The May 17 launch was hosted by Invest Ottawa, the lead economic development agency for knowledge-based industries in the city, and brought together roughly 300 stakeholders from industry, government, academia and the innovation community.

Attendees had the opportunity to ride in a BlackBerry QNX autonomous vehicle and an Aurrigo driverless shuttle, both in autonomous mode.

According to Invest Ottawa, the Ottawa L5 will catalyze Ottawa’s contribution to the economy and Ontario’s global CAV innovation leadership more broadly by promoting the growth of CAV firms and the development of new CAV solutions, firms, talent and high-value jobs.

“With a strong focus on safety, the Ottawa L5 will enable innovators, entrepreneurs, small- and medium-sized enterprises and multinationals to advance the safe development, validation and implementation of CAVs,” Invest Ottawa said in a release. “It will help firms to address key CAV opportunities and challenges, including: CAV operations in inclement weather; safety and security; interoperability, data collection and analytics; and connectivity.”

- _Records provided_:
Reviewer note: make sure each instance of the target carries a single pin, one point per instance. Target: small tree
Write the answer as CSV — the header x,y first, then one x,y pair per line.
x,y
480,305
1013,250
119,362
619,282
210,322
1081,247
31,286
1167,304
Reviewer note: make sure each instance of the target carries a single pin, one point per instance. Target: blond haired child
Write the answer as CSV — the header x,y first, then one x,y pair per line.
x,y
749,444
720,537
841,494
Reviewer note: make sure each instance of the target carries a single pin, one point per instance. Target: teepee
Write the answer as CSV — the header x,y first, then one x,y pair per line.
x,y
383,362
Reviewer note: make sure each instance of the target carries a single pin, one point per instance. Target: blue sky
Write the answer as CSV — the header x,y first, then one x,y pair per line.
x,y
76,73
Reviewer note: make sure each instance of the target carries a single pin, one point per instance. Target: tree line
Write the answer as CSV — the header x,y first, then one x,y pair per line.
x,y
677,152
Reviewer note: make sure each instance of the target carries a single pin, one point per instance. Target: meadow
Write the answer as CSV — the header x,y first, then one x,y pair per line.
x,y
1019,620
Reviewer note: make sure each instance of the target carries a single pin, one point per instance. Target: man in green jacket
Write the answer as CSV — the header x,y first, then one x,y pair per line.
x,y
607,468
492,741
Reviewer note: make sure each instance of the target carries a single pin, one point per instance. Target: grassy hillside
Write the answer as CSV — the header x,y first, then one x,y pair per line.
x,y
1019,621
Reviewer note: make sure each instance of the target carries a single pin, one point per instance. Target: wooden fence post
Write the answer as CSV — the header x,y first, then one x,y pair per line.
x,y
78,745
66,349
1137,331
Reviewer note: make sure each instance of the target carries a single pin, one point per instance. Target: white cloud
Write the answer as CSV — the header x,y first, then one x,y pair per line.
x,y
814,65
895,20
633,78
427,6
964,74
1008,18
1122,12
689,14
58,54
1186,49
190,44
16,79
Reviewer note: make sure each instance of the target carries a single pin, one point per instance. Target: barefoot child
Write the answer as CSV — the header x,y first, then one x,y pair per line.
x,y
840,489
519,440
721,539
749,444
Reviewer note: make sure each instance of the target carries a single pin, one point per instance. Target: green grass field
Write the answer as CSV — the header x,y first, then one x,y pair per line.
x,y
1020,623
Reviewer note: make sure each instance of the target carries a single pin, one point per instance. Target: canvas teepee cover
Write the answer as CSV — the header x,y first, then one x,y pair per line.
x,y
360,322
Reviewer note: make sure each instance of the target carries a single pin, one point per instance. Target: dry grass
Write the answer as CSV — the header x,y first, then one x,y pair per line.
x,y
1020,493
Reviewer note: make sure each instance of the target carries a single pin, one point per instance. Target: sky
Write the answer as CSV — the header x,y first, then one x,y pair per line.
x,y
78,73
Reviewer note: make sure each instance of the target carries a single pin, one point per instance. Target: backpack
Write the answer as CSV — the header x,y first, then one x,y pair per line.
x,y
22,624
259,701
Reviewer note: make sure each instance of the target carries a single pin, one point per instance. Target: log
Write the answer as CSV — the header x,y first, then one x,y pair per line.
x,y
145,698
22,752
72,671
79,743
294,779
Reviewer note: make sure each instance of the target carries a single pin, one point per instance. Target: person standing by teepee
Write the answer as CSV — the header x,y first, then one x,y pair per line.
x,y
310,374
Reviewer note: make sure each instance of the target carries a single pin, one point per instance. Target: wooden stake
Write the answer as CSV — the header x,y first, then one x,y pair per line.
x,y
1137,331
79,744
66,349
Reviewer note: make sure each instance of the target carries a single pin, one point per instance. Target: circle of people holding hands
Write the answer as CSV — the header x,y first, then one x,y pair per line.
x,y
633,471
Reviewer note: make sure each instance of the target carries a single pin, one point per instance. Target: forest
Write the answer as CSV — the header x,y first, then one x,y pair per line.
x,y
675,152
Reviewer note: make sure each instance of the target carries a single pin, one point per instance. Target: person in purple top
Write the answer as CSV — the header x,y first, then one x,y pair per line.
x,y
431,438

- _Problems to work on_:
[1] Extract everything in the Ottawa L5 passage from "The May 17 launch" down to "and high-value jobs.".
[2] Find each line of the records that contains the word "green", matching case, and copy those lines.
The passage about the Ottawa L5 launch has no connection to the records.

- _Completed exercise_:
[1]
The May 17 launch was hosted by Invest Ottawa, the lead economic development agency for knowledge-based industries in the city, and brought together roughly 300 stakeholders from industry, government, academia and the innovation community.

Attendees had the opportunity to ride in a BlackBerry QNX autonomous vehicle and an Aurrigo driverless shuttle, both in autonomous mode.

According to Invest Ottawa, the Ottawa L5 will catalyze Ottawa’s contribution to the economy and Ontario’s global CAV innovation leadership more broadly by promoting the growth of CAV firms and the development of new CAV solutions, firms, talent and high-value jobs.

[2]
Reviewer note: make sure each instance of the target carries a single pin, one point per instance. Target: man in green jacket
Reviewer note: make sure each instance of the target carries a single pin, one point per instance. Target: green grass field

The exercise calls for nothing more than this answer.